→ Texte présenté

────────────────────────────────────────

Dans un style très didactique, Marie-Laurence Netter se propose d’étudier l’importance du théâtre au XVIIIe siècle, notamment dans sa face cachée. Douze mille pièces sont publiées de 1715 à 1789 : c’est dire s’il y a matière à étude !
L’introduction propose de fréquents allers-retours entre l’époque concernée et la nôtre. Le théâtre du XVIIIe siècle serait en quelque sorte pour Marie-Laurence Netter ce qu’est la musique pour Jacques Attali (cf. Bruits) : il annoncerait et porterait en germe les principes de son évolution et, plus généralement, de l’évolution des mœurs, de la société, etc. L’auteur voit notamment dans la remise en cause de l’autorité du père (ce n’est pas Aldo Naouri qui la contredira !), la promotion du sentiment d’égalité, l’individualisation du couple et son autonomie par rapport à la famille, les signes de la contestation sociale, qui sont aboutis (ou en passe de l’être) à notre époque. Toutefois, M.-L. Netter indique que le théâtre n’est pas révolutionnaire, mais qu’il contribue à l’essor des idées qui feront la Révolution.
Triste signe de notre époque également, et que l’on espère involontaire : les erreurs d’orthographe, assez nombreuses dans l’ouvrage. Les protes des maisons d’édition ne sont plus ce qu’ils étaient (à admettre qu’ils existent encore…).
C’est que le théâtre du XVIIIe siècle se révèle très contestataire (sans aller bien loin, il suffisait d’avoir lu Beaumarchais pour en être persuadé !), et a été un instrument majeur dans la diffusion des idées nouvelles qui ont fait de la France le pays qui parlait aux autres Nations.
L’ouvrage présente de très nombreux résumés de pièces qui viennent étayer le propos. Ces exemples, riches, souvent méconnus, toujours intéressants, risquent toutefois de venir parasiter la réflexion : les résumés sont parfois longs (mais comment faire autrement quand l’intrigue est échevelée ?), au risque de perdre le fil de la réflexion en se laissant distraire par la description de l’argument d’une pièce. C’est toutefois le fondement intellectuel de l’ouvrage, qui se propose de juger sur pièces (si j’ose dire) : la démarche scientifique et le parti-pris originel imposent de scruter le détail des pièces de l’époque pour en tirer une ligne directrice.
Le chapitre III, « Théâtres et gens de théâtre : grandeur et servitude » est très informatif sur les conditions de vie, de représentation, sur le théâtre social et le théâtre de cour au siècle des Lumières.

────────────────────────────────────────

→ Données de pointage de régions
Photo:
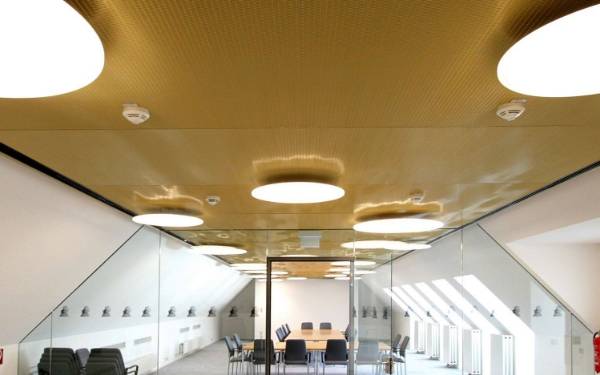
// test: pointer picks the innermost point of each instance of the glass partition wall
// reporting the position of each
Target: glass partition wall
(463, 306)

────────────────────────────────────────

→ Tâche à réaliser
Selon le texte présenté, combien de pièces ont été publiées entre 1715 et 1789 ? La liste est un matériau à part, distinct du texte.

→ Résultat obtenu
Douze mille pièces.